### Task statement
Reproduce every one of the following entries verbatim, line by line, without altering any character.

------------------------------------------------------------

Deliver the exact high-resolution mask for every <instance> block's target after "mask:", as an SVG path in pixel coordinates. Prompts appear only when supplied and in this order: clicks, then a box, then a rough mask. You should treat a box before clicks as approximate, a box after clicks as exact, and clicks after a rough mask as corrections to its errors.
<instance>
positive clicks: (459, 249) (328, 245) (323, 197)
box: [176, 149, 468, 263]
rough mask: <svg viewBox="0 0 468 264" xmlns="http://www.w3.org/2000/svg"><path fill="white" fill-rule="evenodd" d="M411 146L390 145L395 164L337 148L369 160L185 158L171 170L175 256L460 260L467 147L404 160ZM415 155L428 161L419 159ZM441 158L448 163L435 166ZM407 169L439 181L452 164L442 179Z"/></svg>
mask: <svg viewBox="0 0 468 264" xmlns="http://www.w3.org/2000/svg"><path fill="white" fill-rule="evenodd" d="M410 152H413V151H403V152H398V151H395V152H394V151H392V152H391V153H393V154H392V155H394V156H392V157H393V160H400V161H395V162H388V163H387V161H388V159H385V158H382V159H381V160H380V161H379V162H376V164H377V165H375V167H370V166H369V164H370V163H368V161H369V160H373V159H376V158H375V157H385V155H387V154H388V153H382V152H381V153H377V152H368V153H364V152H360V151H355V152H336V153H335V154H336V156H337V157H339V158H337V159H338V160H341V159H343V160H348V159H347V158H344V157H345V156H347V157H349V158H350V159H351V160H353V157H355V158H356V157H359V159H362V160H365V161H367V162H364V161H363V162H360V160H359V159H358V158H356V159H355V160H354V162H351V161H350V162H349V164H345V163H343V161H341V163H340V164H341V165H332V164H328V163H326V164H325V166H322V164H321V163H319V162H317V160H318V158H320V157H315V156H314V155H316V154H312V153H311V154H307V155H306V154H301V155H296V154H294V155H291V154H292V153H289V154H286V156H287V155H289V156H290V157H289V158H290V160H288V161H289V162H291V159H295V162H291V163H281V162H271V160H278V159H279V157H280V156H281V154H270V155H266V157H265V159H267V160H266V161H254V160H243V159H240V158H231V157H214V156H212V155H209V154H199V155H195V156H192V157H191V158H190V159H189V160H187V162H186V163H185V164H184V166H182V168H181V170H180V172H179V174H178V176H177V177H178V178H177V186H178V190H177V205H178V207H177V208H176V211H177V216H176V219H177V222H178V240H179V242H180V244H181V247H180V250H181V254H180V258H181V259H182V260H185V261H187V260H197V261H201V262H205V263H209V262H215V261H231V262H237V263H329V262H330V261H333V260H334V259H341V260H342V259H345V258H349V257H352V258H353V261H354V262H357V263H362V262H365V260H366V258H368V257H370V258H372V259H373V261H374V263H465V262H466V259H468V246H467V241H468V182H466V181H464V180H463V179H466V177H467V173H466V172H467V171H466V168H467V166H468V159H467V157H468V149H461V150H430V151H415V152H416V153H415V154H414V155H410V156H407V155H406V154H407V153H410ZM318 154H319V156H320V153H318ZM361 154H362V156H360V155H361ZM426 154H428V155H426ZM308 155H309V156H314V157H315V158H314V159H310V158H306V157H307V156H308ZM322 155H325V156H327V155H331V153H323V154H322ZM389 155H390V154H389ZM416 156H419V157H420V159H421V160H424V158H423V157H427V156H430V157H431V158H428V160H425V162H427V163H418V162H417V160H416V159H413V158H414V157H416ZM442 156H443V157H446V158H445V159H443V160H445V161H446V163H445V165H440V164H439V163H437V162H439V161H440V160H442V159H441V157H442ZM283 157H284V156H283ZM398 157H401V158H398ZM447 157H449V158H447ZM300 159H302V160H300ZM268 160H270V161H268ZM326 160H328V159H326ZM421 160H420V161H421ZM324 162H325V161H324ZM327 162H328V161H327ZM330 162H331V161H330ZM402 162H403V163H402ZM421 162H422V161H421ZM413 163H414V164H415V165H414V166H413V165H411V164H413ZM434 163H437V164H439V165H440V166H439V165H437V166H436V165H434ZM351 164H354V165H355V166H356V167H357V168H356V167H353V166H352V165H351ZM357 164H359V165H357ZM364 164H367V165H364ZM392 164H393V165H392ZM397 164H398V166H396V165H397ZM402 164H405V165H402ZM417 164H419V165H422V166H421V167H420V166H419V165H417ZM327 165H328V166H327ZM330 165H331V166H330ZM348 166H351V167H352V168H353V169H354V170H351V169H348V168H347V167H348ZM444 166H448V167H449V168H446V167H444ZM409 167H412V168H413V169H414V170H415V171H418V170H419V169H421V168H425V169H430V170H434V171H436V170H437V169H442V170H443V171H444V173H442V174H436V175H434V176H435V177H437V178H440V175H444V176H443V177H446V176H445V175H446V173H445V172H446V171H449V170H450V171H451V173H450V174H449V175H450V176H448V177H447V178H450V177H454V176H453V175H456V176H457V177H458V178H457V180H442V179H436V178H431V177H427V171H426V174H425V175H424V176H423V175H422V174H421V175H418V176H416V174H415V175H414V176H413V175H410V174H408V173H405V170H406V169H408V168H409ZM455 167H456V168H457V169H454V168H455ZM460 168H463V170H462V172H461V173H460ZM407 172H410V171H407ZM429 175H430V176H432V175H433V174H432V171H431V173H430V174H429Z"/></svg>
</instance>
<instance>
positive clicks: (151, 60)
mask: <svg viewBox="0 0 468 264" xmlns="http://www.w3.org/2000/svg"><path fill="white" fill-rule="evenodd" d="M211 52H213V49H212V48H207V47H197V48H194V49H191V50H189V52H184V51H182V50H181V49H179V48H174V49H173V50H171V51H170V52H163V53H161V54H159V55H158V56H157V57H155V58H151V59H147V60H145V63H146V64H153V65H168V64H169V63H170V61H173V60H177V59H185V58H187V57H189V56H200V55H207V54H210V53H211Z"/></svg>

------------------------------------------------------------

### Written reply
Deliver the exact high-resolution mask for every <instance> block's target after "mask:", as an SVG path in pixel coordinates. Prompts appear only when supplied and in this order: clicks, then a box, then a rough mask. You should treat a box before clicks as approximate, a box after clicks as exact, and clicks after a rough mask as corrections to its errors.
<instance>
positive clicks: (459, 249) (328, 245) (323, 197)
box: [176, 149, 468, 263]
rough mask: <svg viewBox="0 0 468 264" xmlns="http://www.w3.org/2000/svg"><path fill="white" fill-rule="evenodd" d="M411 146L390 145L395 164L337 148L369 160L185 158L171 170L175 256L460 260L467 147L404 160ZM415 155L428 161L419 159ZM441 158L448 163L435 166ZM407 169L439 181L452 164L442 179Z"/></svg>
mask: <svg viewBox="0 0 468 264" xmlns="http://www.w3.org/2000/svg"><path fill="white" fill-rule="evenodd" d="M410 152H413V151H403V152H398V151H395V152H394V151H392V152H391V153H393V154H392V155H394V156H392V157H393V160H400V161H395V162H388V163H387V161H388V159H385V158H382V159H381V160H380V161H379V162H376V164H377V165H375V167H370V166H369V164H370V163H368V161H369V160H373V159H376V158H375V157H385V155H387V154H388V153H382V152H381V153H377V152H368V153H364V152H360V151H355V152H336V153H335V154H336V156H337V157H339V158H337V159H338V160H341V159H343V160H348V159H347V158H344V157H345V156H347V157H349V158H350V159H351V160H353V157H355V158H356V157H359V159H362V160H365V161H367V162H364V161H363V162H360V160H359V159H358V158H356V159H355V160H354V162H351V161H350V162H349V164H345V163H343V161H341V163H340V164H341V165H332V164H328V163H326V164H325V166H322V164H321V163H319V162H317V160H318V158H320V157H315V156H314V155H316V154H312V153H311V154H307V155H306V154H301V155H296V154H294V155H291V154H292V153H289V154H286V156H287V155H289V156H290V157H289V158H290V160H288V161H289V162H291V159H295V162H291V163H281V162H271V160H278V159H279V157H280V156H281V154H270V155H266V157H265V159H267V160H266V161H254V160H243V159H240V158H231V157H214V156H212V155H209V154H199V155H195V156H192V157H191V158H190V159H189V160H187V162H186V163H185V164H184V166H182V168H181V170H180V172H179V174H178V176H177V177H178V178H177V186H178V190H177V205H178V207H177V208H176V211H177V216H176V219H177V222H178V240H179V242H180V244H181V247H180V250H181V254H180V258H181V259H182V260H185V261H187V260H197V261H201V262H205V263H209V262H215V261H231V262H237V263H329V262H330V261H333V260H334V259H341V260H342V259H345V258H349V257H352V258H353V261H354V262H357V263H362V262H365V260H366V258H368V257H370V258H372V259H373V261H374V263H465V262H466V259H468V246H467V241H468V182H466V181H464V180H463V179H466V177H467V173H466V172H467V171H466V168H467V166H468V159H467V157H468V149H461V150H430V151H415V152H416V153H415V154H414V155H410V156H407V155H406V154H407V153H410ZM318 154H319V156H320V153H318ZM361 154H362V156H360V155H361ZM426 154H428V155H426ZM308 155H309V156H314V157H315V158H314V159H310V158H306V157H307V156H308ZM322 155H325V156H327V155H331V153H323V154H322ZM389 155H390V154H389ZM416 156H419V157H420V159H421V160H424V158H423V157H427V156H430V157H431V158H428V160H425V162H427V163H418V162H417V160H416V159H413V158H414V157H416ZM442 156H443V157H446V158H445V159H443V160H445V161H446V163H445V165H440V164H439V163H437V162H439V161H440V160H442V159H441V157H442ZM283 157H284V156H283ZM398 157H401V158H398ZM447 157H449V158H447ZM300 159H302V160H300ZM268 160H270V161H268ZM326 160H328V159H326ZM421 160H420V161H421ZM324 162H325V161H324ZM327 162H328V161H327ZM330 162H331V161H330ZM402 162H403V163H402ZM421 162H422V161H421ZM413 163H414V164H415V165H414V166H413V165H411V164H413ZM434 163H437V164H439V165H440V166H439V165H437V166H436V165H434ZM351 164H354V165H355V166H356V167H357V168H356V167H353V166H352V165H351ZM357 164H359V165H357ZM364 164H367V165H364ZM392 164H393V165H392ZM397 164H398V166H396V165H397ZM402 164H405V165H402ZM417 164H419V165H422V166H421V167H420V166H419V165H417ZM327 165H328V166H327ZM330 165H331V166H330ZM348 166H351V167H352V168H353V169H354V170H351V169H348V168H347V167H348ZM444 166H448V167H449V168H446V167H444ZM409 167H412V168H413V169H414V170H415V171H418V170H419V169H421V168H425V169H430V170H434V171H436V170H437V169H442V170H443V171H444V173H442V174H436V175H434V176H435V177H437V178H440V175H444V176H443V177H446V176H445V175H446V173H445V172H446V171H449V170H450V171H451V173H450V174H449V175H450V176H448V177H447V178H450V177H454V176H453V175H456V176H457V177H458V178H457V180H442V179H436V178H431V177H427V171H426V174H425V175H424V176H423V175H422V174H421V175H418V176H416V174H415V175H414V176H413V175H410V174H408V173H405V170H406V169H408V168H409ZM455 167H456V168H457V169H454V168H455ZM460 168H463V170H462V172H461V173H460ZM407 172H410V171H407ZM429 175H430V176H432V175H433V174H432V171H431V173H430V174H429Z"/></svg>
</instance>
<instance>
positive clicks: (151, 60)
mask: <svg viewBox="0 0 468 264" xmlns="http://www.w3.org/2000/svg"><path fill="white" fill-rule="evenodd" d="M211 52H213V49H212V48H207V47H197V48H194V49H191V50H189V52H184V51H182V50H181V49H179V48H174V49H173V50H171V51H170V52H163V53H161V54H159V55H158V56H157V57H155V58H151V59H147V60H145V63H146V64H153V65H168V64H169V63H170V61H173V60H177V59H185V58H187V57H189V56H200V55H207V54H210V53H211Z"/></svg>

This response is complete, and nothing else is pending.